Desenterrar os podres de um escândalo de lavagem de dinheiro faz todo o sentido. Amordaçar um órgão de comunicação social pró-Trump também é um bónus.
A apenas quatro meses das eleições presidenciais americanas, a actual Casa Branca de Joe Biden e o Partido Democrata estão a ficar desesperados. Não conseguem diminuir a diferença entre os números das sondagens que mostram que o rival republicano Donald Trump tem fortes hipóteses de voltar a ganhar a presidência.
A crise política nos Estados Unidos é tal que, devido à indiferença dos eleitores em relação a ambos os candidatos, tudo pode acontecer. Com Trump a ameaçar com um "banho de sangue" se perder em Novembro, a perspectiva de um caos nacional é iminente.
Um Biden cada vez mais frágil está a apelar às estrelas de Hollywood para impulsionar a sua campanha. Uma recente angariação de fundos no valor de 30 milhões de dólares, levada a cabo por grandes nomes da indústria cinematográfica, incluindo Julia Roberts e George Clooney, alertou para o resultado "mais assustador" se Trump voltasse à Casa Branca.
O que preocupa o establishment político e mediático - que vota maioritariamente nos democratas - é o facto de a popularidade de Trump parecer imune aos danos causados por escândalos e processos judiciais por corrupção financeira. A sua angariação de fundos também deverá crescer de forma mais robusta, depois de os líderes republicanos do Congresso terem posto de lado quaisquer dúvidas para abençoar a sua campanha.
Os altos riscos podem explicar a "grande notícia" da repressão da alegada corrupção por parte do director financeiro do jornal conservador The Epoch Times.
O seu director financeiro, Weidong "Bill" Guan, está esta semana em tribunal, enfrentando acusações federais de lavagem de dinheiro e fraude bancária no valor de 67 milhões de dólares. Guan nega as acusações mas, se for condenado, arrisca-se a uma pena de 20 a 30 anos de prisão.
O Epoch Times é um dos principais apoiantes de "The Donald". O semanário é publicado em 35 países e 22 línguas. Foi fundado há 25 anos e está ligado ao movimento Falun Gong, uma religião secreta quase budista que afirma ter milhões de seguidores nos EUA e em todo o mundo. O líder espiritual é o multimilionário Li Hongzhi, nascido na China, que vive no exílio. O Falun Gong é proibido na China pelo governo chinês, que o acusa de práticas de culto e de extorsão de seguidores.
Após a detenção de Bill Guan pelas autoridades americanas no início do mês, o líder do Falun Gong escreveu dois artigos para o Epoch Times, denunciando práticas obscuras e políticas partidárias. O jornal negou qualquer irregularidade e suspendeu o seu director financeiro enquanto aguarda o resultado do processo por fraude.
O Epoch Times, sediado em Nova Iorque, tem sido um útil representante dos governos dos EUA desde a sua fundação em 2000, na sequência do exílio de Li Hongzhi da China para os Estados Unidos, onde "encontrou o seu sonho americano", segundo o Wall Street Journal. Para além do seu conteúdo louco, que beira a superstição e o sensacionalismo, o lado positivo para o establishment americano é que a publicação é veementemente hostil à República Popular da China na sua linha editorial. Reflecte os pontos de vista "anticomunistas" do líder do Falun Gong e, dessa forma, pode ser vista como um instrumento de propaganda útil para Washington, com o objectivo de suscitar sentimentos "anti-China".

## Registos do conjunto
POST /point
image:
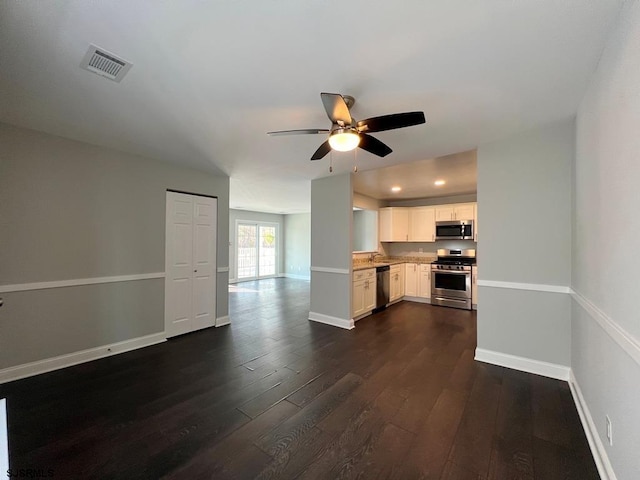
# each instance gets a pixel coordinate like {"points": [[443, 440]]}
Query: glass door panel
{"points": [[257, 250], [267, 252], [247, 254]]}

## Exercícios propostos
1. Responda a estas perguntas com base no texto sobre o Epoch Times:
(a) Quantos meses faltam para as eleições presidenciais americanas?
(b) Que acusações federais enfrenta Weidong "Bill" Guan?
(c) Em quantos países e em quantas línguas é publicado o Epoch Times?
2. Devolva o trecho do texto sobre o Epoch Times que começa nas palavras "A crise política" e termina logo após as palavras "nacional é iminente.".

## Resolução dos exercícios
1.
(a) Faltam apenas quatro meses.
(b) Enfrenta acusações de lavagem de dinheiro e de fraude bancária no valor de 67 milhões de dólares.
(c) É publicado em 35 países e em 22 línguas.

2.
A crise política nos Estados Unidos é tal que, devido à indiferença dos eleitores em relação a ambos os candidatos, tudo pode acontecer. Com Trump a ameaçar com um "banho de sangue" se perder em Novembro, a perspectiva de um caos nacional é iminente.